STATED TASK:
Extract the entries in their exact form.

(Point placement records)
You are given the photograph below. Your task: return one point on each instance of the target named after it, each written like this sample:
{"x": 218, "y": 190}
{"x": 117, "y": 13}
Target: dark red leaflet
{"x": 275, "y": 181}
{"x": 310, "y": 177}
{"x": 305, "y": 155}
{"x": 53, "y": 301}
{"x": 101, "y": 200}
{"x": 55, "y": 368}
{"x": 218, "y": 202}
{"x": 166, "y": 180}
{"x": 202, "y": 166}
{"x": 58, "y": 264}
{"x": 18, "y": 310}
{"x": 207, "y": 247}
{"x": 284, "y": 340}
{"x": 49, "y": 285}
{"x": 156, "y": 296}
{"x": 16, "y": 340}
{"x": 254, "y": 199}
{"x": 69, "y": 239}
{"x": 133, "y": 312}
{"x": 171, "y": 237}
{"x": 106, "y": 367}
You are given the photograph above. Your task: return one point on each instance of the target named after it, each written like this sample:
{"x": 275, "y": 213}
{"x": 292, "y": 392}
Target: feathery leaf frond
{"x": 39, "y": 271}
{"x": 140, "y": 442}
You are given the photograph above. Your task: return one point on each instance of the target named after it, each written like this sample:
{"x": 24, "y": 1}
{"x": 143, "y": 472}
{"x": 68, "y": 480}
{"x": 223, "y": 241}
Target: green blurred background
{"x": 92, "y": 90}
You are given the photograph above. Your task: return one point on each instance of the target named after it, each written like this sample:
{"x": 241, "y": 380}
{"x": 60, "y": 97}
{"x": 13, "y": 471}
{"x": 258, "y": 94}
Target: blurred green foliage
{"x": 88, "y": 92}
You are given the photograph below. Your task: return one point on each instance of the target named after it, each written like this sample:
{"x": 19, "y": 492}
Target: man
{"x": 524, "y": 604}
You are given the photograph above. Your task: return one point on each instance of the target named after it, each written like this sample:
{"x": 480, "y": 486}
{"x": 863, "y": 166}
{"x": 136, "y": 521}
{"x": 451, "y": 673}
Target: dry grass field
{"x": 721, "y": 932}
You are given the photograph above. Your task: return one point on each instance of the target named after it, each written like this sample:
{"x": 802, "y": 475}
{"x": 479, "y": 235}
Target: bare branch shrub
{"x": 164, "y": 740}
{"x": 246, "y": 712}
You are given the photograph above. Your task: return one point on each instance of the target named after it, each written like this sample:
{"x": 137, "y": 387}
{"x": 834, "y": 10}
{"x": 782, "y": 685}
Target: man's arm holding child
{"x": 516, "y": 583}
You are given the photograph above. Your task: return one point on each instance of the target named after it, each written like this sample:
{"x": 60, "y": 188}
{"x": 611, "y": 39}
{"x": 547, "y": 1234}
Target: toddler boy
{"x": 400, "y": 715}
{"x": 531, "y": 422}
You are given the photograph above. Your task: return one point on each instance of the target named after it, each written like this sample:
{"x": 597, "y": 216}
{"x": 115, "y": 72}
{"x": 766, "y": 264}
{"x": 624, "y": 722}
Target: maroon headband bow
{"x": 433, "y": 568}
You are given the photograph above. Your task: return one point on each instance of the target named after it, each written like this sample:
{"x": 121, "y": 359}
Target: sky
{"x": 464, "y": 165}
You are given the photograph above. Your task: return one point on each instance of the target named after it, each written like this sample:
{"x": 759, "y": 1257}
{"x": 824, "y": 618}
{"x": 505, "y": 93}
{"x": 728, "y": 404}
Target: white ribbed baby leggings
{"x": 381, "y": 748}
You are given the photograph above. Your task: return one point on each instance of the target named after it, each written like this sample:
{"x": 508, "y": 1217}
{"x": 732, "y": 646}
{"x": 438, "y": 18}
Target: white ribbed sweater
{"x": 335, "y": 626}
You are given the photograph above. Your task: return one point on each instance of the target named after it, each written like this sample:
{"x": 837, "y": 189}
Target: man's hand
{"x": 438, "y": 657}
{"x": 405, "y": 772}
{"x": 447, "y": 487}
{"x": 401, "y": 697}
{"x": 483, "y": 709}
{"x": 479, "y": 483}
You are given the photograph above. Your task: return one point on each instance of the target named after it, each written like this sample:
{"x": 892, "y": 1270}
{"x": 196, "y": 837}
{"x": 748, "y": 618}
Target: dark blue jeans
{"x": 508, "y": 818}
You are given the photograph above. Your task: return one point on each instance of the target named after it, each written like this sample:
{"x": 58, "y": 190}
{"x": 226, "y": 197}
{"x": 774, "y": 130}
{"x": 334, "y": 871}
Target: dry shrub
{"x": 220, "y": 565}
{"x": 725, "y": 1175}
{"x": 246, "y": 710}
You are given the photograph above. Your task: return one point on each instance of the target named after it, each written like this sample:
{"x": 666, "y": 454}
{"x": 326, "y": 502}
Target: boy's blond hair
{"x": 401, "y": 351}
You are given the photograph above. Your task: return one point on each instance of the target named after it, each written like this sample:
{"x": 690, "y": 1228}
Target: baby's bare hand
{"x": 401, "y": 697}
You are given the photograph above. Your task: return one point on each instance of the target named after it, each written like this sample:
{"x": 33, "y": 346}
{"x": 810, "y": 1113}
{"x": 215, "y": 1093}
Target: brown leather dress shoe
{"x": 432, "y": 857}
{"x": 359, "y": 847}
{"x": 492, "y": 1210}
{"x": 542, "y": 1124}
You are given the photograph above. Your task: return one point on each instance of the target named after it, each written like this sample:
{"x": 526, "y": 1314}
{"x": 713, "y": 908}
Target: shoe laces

TASK OUTPUT:
You are given the photograph below. Your task: return one point on each instance of the target named after it, each written like this sample:
{"x": 218, "y": 190}
{"x": 117, "y": 13}
Target: dark red leaflet
{"x": 275, "y": 181}
{"x": 310, "y": 177}
{"x": 305, "y": 155}
{"x": 53, "y": 301}
{"x": 101, "y": 200}
{"x": 55, "y": 368}
{"x": 218, "y": 202}
{"x": 166, "y": 180}
{"x": 202, "y": 166}
{"x": 58, "y": 264}
{"x": 18, "y": 310}
{"x": 207, "y": 247}
{"x": 284, "y": 340}
{"x": 49, "y": 285}
{"x": 156, "y": 296}
{"x": 16, "y": 340}
{"x": 254, "y": 199}
{"x": 69, "y": 239}
{"x": 133, "y": 312}
{"x": 171, "y": 237}
{"x": 106, "y": 367}
You are given the photograph above. Your task: return one point on each instance of the target named after it, each written like this sample:
{"x": 275, "y": 213}
{"x": 292, "y": 392}
Target: feathery leaf frond
{"x": 39, "y": 271}
{"x": 140, "y": 442}
You are given the photograph above. Your task: return one point on each instance of the target named after it, each written like this sample:
{"x": 24, "y": 1}
{"x": 143, "y": 472}
{"x": 68, "y": 480}
{"x": 223, "y": 241}
Target: green blurred background
{"x": 92, "y": 90}
You are given the photograph above. Your task: return one point on each instance of the target named after it, each written like this sample:
{"x": 241, "y": 380}
{"x": 60, "y": 97}
{"x": 13, "y": 471}
{"x": 258, "y": 94}
Target: blurred green foliage
{"x": 88, "y": 92}
You are given the photograph below. Your task: return one point on each instance of the target named after it, each written like this sample:
{"x": 19, "y": 492}
Target: man
{"x": 524, "y": 604}
You are given the photograph above. Your task: return one point on each instance of the target named after it, each written like this sample:
{"x": 480, "y": 486}
{"x": 863, "y": 166}
{"x": 136, "y": 521}
{"x": 451, "y": 673}
Target: dry grass field
{"x": 721, "y": 932}
You are given the photograph above. Your task: return one point on each instance of the target named after it, each written like this sample:
{"x": 802, "y": 475}
{"x": 479, "y": 235}
Target: bare branch shrub
{"x": 164, "y": 740}
{"x": 246, "y": 712}
You are given the photograph above. Your task: return one point on each instance of the target named after it, each written like this sample:
{"x": 137, "y": 387}
{"x": 834, "y": 10}
{"x": 782, "y": 685}
Target: man's arm holding child
{"x": 516, "y": 583}
You are given the photograph above. Your task: return one point on each instance of the target named after it, each written like this sample:
{"x": 60, "y": 188}
{"x": 611, "y": 39}
{"x": 547, "y": 1234}
Target: toddler boy
{"x": 400, "y": 715}
{"x": 531, "y": 422}
You are given the photograph above. Your task: return one point on each instance of the target named after it, each written like this sample:
{"x": 597, "y": 216}
{"x": 115, "y": 72}
{"x": 766, "y": 264}
{"x": 624, "y": 722}
Target: maroon headband bow
{"x": 433, "y": 568}
You are given the photograph above. Your task: return one point on each instance of the target named after it, each written like this sample:
{"x": 121, "y": 359}
Target: sky
{"x": 464, "y": 165}
You are given the photograph above. Your task: return one point on each instance of the target named after it, each written like this sample:
{"x": 759, "y": 1257}
{"x": 824, "y": 618}
{"x": 505, "y": 93}
{"x": 728, "y": 404}
Target: white ribbed baby leggings
{"x": 381, "y": 748}
You are given the photograph above. Your task: return one point on each instance of the target named after it, each written like this sample:
{"x": 508, "y": 1217}
{"x": 732, "y": 646}
{"x": 438, "y": 18}
Target: white ribbed sweater
{"x": 335, "y": 626}
You are given the photograph above. Your task: return one point on each instance of the target named after it, each written like this sample:
{"x": 837, "y": 189}
Target: man's hand
{"x": 438, "y": 657}
{"x": 405, "y": 772}
{"x": 447, "y": 487}
{"x": 401, "y": 697}
{"x": 483, "y": 709}
{"x": 479, "y": 483}
You are given the photograph above. Your task: return one point on each instance of the target named after it, each written like this sample:
{"x": 892, "y": 1270}
{"x": 196, "y": 837}
{"x": 748, "y": 618}
Target: dark blue jeans
{"x": 508, "y": 818}
You are given the photograph above. Your task: return one point on each instance of the target named after it, each written like this sample:
{"x": 58, "y": 190}
{"x": 226, "y": 197}
{"x": 774, "y": 130}
{"x": 334, "y": 871}
Target: dry shrub
{"x": 220, "y": 565}
{"x": 725, "y": 1175}
{"x": 246, "y": 710}
You are given the photograph above. Your task: return one point on each instance of the target named after it, each written like this sample:
{"x": 666, "y": 454}
{"x": 326, "y": 502}
Target: boy's blond hair
{"x": 401, "y": 351}
You are given the photograph above. Your task: return one point on each instance of the target named after it, each written like this sample:
{"x": 690, "y": 1228}
Target: baby's bare hand
{"x": 401, "y": 697}
You are given the photograph above. Your task: return one point on each instance of the target named after it, each written like this sample:
{"x": 33, "y": 346}
{"x": 810, "y": 1113}
{"x": 215, "y": 1093}
Target: brown leather dress shoe
{"x": 432, "y": 857}
{"x": 359, "y": 847}
{"x": 492, "y": 1210}
{"x": 542, "y": 1124}
You are given the photograph above. Your task: return one point on each instance of the target named after it, each written like this sample:
{"x": 526, "y": 1314}
{"x": 713, "y": 908}
Target: shoe laces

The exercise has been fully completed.